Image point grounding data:
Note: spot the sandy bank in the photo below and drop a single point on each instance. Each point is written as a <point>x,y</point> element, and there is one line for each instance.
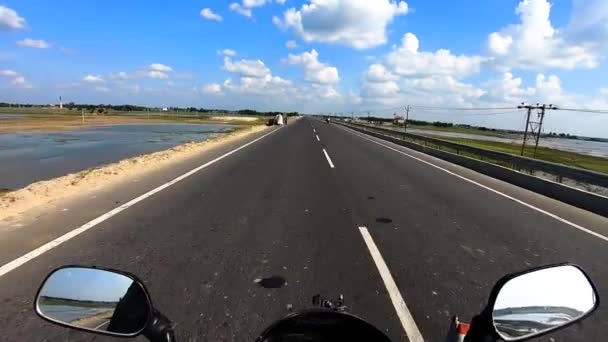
<point>48,123</point>
<point>90,180</point>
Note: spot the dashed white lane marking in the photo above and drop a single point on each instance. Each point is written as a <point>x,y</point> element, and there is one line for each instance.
<point>58,241</point>
<point>542,211</point>
<point>406,318</point>
<point>328,159</point>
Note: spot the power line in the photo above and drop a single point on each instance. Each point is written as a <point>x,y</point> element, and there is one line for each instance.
<point>595,111</point>
<point>463,108</point>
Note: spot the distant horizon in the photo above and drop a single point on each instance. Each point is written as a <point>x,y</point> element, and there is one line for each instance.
<point>316,56</point>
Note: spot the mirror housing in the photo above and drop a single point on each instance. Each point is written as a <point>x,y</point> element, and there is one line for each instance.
<point>513,314</point>
<point>94,299</point>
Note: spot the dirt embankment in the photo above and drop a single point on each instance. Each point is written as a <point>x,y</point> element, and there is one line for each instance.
<point>45,123</point>
<point>87,181</point>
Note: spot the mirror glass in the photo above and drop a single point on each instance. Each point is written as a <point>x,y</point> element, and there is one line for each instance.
<point>542,300</point>
<point>94,299</point>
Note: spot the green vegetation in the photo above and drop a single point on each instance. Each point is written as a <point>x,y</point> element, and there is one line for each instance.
<point>443,126</point>
<point>75,108</point>
<point>462,129</point>
<point>543,153</point>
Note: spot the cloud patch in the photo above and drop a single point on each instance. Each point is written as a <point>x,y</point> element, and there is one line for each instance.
<point>208,14</point>
<point>33,43</point>
<point>10,20</point>
<point>534,43</point>
<point>93,79</point>
<point>360,24</point>
<point>314,71</point>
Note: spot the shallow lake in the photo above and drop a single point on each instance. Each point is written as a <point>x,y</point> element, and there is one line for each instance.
<point>29,157</point>
<point>592,148</point>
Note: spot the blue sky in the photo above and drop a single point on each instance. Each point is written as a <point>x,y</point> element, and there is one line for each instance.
<point>86,284</point>
<point>345,55</point>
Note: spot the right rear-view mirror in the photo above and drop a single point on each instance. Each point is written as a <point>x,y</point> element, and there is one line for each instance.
<point>542,300</point>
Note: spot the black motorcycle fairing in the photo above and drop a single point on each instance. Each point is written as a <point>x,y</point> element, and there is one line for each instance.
<point>321,325</point>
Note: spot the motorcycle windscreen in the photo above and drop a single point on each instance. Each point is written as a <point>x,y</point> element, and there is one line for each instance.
<point>322,325</point>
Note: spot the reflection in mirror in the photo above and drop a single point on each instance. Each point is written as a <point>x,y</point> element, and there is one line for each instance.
<point>94,299</point>
<point>542,300</point>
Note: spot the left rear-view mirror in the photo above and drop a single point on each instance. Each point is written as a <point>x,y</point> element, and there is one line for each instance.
<point>95,300</point>
<point>543,300</point>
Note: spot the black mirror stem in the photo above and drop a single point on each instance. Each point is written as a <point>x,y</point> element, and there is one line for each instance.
<point>159,329</point>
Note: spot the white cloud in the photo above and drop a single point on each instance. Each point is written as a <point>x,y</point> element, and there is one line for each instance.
<point>535,44</point>
<point>244,11</point>
<point>121,75</point>
<point>18,81</point>
<point>246,8</point>
<point>33,43</point>
<point>407,75</point>
<point>508,89</point>
<point>407,61</point>
<point>212,89</point>
<point>101,89</point>
<point>160,67</point>
<point>10,20</point>
<point>247,68</point>
<point>291,44</point>
<point>9,73</point>
<point>380,83</point>
<point>21,82</point>
<point>208,14</point>
<point>377,73</point>
<point>314,71</point>
<point>255,78</point>
<point>227,52</point>
<point>360,24</point>
<point>93,79</point>
<point>158,71</point>
<point>159,75</point>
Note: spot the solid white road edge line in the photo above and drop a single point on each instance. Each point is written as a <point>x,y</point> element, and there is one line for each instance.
<point>406,318</point>
<point>328,159</point>
<point>58,241</point>
<point>542,211</point>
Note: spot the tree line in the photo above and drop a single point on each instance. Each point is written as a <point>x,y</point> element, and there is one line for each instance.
<point>102,108</point>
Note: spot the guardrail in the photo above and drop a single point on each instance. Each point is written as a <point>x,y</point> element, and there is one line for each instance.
<point>581,198</point>
<point>515,162</point>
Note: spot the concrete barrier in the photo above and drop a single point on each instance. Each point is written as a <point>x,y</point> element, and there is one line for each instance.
<point>578,198</point>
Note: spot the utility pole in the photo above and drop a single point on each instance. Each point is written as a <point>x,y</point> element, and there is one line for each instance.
<point>534,127</point>
<point>407,116</point>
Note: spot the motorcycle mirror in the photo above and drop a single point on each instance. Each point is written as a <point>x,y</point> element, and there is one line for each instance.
<point>96,300</point>
<point>542,300</point>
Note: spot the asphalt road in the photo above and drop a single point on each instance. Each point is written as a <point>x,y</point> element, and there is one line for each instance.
<point>278,208</point>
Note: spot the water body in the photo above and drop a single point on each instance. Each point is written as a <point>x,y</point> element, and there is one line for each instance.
<point>11,116</point>
<point>592,148</point>
<point>69,313</point>
<point>29,157</point>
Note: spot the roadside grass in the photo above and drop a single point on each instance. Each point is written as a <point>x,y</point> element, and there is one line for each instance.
<point>457,129</point>
<point>587,162</point>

** Prompt **
Copy each line of the records above exactly as written. Do not carry over any picture.

** Exercise result **
Note: spot the sandy bank in the photo below and drop a single point on each instance. Each point is written as a <point>x,y</point> element, and there is one line for each instance.
<point>48,123</point>
<point>90,180</point>
Note: spot the dashed white lane marking in the photo above and drop a single point on each instance. Each point is written as a <point>x,y</point> element, and there is one line for each instance.
<point>58,241</point>
<point>542,211</point>
<point>406,318</point>
<point>328,159</point>
Note: spot the power line in the photo above and drop a single point on each instance. Each point is written as a <point>x,y</point> element, and there is one line for each instance.
<point>595,111</point>
<point>463,108</point>
Note: spot the distant horizon in the photo above and drop a single point on each instance. Each point is written as a <point>x,y</point> element, and there is one line for each instance.
<point>316,56</point>
Note: spot the mirror housing in the photo above and drop a single point on each instance. Each point is written as a <point>x,y</point> element, and there is one line for each instance.
<point>513,314</point>
<point>94,299</point>
Note: spot the dirt embankment in the photo above and drop a single point on each instance. Each point is written as a <point>x,y</point> element, and there is one line for each instance.
<point>45,123</point>
<point>87,181</point>
Note: spot the mirror glass in the photo above and drop a single point on each instance. Each point is written as a <point>x,y</point> element, and there is one line for each instance.
<point>542,300</point>
<point>94,299</point>
Note: spot the green vegetation in the photo above and drop a single point on each instance. Each point is written as a <point>x,y</point> element, and there is one line for each instance.
<point>443,126</point>
<point>75,108</point>
<point>462,129</point>
<point>543,153</point>
Note: spot the cloud patch in the photo above and drop a single point on each instance. Each point is written as a <point>x,y</point> element, and there is one line for each instance.
<point>208,14</point>
<point>33,43</point>
<point>10,20</point>
<point>534,43</point>
<point>93,79</point>
<point>360,24</point>
<point>314,71</point>
Note: spot the shallow lake in the photo above and drop a single point on each instance. Each point is written as a <point>x,y</point> element, and there is one line for each instance.
<point>29,157</point>
<point>592,148</point>
Note: spot the blue sky in the photo above and drop a single point on each instance. Each point is written as a <point>x,y</point> element, and there is one line for each instance.
<point>86,284</point>
<point>345,55</point>
Note: spot the right rear-view mirror in the photo above and drop a single point on each instance. Each point is written as a <point>x,y</point> element, and there is one line for each instance.
<point>542,300</point>
Note: spot the black motorcycle fairing in the photo above and drop a single point on each instance. Each point is written as a <point>x,y</point> element, and there is one line for each instance.
<point>321,325</point>
Note: spot the motorcycle windscreen in the photo above and drop a single point on each instance. Each point is written as a <point>x,y</point> element, and there is one line for each instance.
<point>322,325</point>
Note: spot the reflection in mirror in the photo above and drop a single point on each instance. Each point is written as a <point>x,y</point> element, and there is one line for each instance.
<point>94,299</point>
<point>542,300</point>
Note: spot the left rear-view mirror in the photo above and drop a single point on each instance. Each point is written as a <point>x,y</point> element, and there is one line for each instance.
<point>95,300</point>
<point>543,300</point>
Note: spot the black mirror stem in the photo above and drop a single point on each instance. Each point is written as a <point>x,y</point> element, and there is one line for each instance.
<point>159,329</point>
Note: spot the white cloud in the photo above and drop a single point on each instance. Each point is written as a <point>x,y</point> element, and there is one line for each instance.
<point>535,44</point>
<point>244,11</point>
<point>121,75</point>
<point>18,81</point>
<point>246,8</point>
<point>33,43</point>
<point>407,75</point>
<point>508,89</point>
<point>407,61</point>
<point>212,89</point>
<point>101,89</point>
<point>160,67</point>
<point>10,20</point>
<point>247,68</point>
<point>291,44</point>
<point>9,73</point>
<point>380,83</point>
<point>21,82</point>
<point>208,14</point>
<point>377,73</point>
<point>314,71</point>
<point>255,78</point>
<point>227,52</point>
<point>360,24</point>
<point>93,79</point>
<point>158,71</point>
<point>159,75</point>
Note: spot the solid white road edge line in the photo above and drop a single point on each instance. Each point is written as a <point>x,y</point> element, and there is one line for each instance.
<point>406,318</point>
<point>328,159</point>
<point>58,241</point>
<point>542,211</point>
Note: spot the tree line in the photo above and drop a single point on each instance. Each point is written as a <point>x,y</point> element, and there is one line for each instance.
<point>102,108</point>
Note: spot the guardrail in the photo above and drop a single point on each instance. Each point is written as a <point>x,y</point> element, and there is one line for each instance.
<point>581,198</point>
<point>515,162</point>
Note: spot the concrete barrier in the photo above and drop a single point on each instance. Each point is written as a <point>x,y</point> element, and there is one line for each instance.
<point>578,198</point>
Note: spot the utility pole in the photo above and drop a single point on each instance. Each point is written as a <point>x,y</point> element, and there is one line for each instance.
<point>534,127</point>
<point>407,116</point>
Note: spot the motorcycle mirror in the photo above and drop a single point on each instance. Each point is written as a <point>x,y</point> element, and there is one line for each instance.
<point>96,300</point>
<point>542,300</point>
Note: spot the asphalt road in the photo above and drop a single point on each instance. Each point is written as a <point>x,y</point> element, and there is one line for each instance.
<point>278,208</point>
Note: spot the water body in the photo above and drop a single point on each instance. Each point is written as a <point>x,y</point> element, and there is one line for each instance.
<point>11,116</point>
<point>592,148</point>
<point>69,313</point>
<point>29,157</point>
Note: spot the roadside grass in the photo above and drop a single point on each instance. Each point is written as a <point>x,y</point> element, and there is one line for each instance.
<point>457,129</point>
<point>587,162</point>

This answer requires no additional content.